> [THE DATA]:

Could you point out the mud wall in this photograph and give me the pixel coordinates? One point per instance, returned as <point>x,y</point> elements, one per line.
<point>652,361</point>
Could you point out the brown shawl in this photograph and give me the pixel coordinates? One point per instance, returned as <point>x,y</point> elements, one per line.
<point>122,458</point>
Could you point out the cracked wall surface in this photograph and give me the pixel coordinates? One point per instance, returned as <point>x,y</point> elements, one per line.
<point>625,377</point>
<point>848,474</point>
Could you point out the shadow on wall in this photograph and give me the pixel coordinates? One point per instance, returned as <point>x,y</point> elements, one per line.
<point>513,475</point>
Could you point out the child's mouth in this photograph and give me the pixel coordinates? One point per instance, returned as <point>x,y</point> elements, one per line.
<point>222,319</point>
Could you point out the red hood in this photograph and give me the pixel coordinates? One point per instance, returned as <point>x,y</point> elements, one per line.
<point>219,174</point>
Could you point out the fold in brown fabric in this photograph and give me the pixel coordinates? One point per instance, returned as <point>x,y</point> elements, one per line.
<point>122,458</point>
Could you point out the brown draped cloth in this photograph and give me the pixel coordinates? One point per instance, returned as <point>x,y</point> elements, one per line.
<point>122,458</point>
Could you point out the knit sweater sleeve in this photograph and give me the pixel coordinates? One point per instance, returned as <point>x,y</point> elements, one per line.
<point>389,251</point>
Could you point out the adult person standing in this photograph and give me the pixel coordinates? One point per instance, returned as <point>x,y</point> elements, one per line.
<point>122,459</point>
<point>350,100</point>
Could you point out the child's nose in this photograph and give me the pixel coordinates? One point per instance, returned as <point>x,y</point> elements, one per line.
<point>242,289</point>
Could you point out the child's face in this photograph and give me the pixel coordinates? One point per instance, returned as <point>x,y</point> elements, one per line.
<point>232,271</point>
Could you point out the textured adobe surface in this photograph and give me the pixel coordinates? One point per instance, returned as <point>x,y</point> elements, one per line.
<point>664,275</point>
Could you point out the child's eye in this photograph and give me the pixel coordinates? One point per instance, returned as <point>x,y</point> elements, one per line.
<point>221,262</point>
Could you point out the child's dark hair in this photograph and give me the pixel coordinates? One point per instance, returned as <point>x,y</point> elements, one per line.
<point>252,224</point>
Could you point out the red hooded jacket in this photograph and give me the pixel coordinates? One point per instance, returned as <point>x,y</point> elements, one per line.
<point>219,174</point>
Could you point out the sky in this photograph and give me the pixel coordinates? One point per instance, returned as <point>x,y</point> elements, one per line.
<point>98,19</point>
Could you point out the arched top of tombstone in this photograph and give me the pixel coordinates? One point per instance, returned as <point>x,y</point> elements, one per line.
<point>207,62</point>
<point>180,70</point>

> [PROBLEM DETAILS]:
Begin at the first of the rows above and stop after the line that contains "<point>652,361</point>". Write those lines out again, requests included, but scale each coordinate in the answers by 2.55 and round it to a whole number, with halves rounding up.

> [EXERCISE RESPONSE]:
Could you point out the mud wall in this photograph and give me the pixel coordinates? One point per instance, returned as <point>x,y</point> elements, one per line.
<point>1663,921</point>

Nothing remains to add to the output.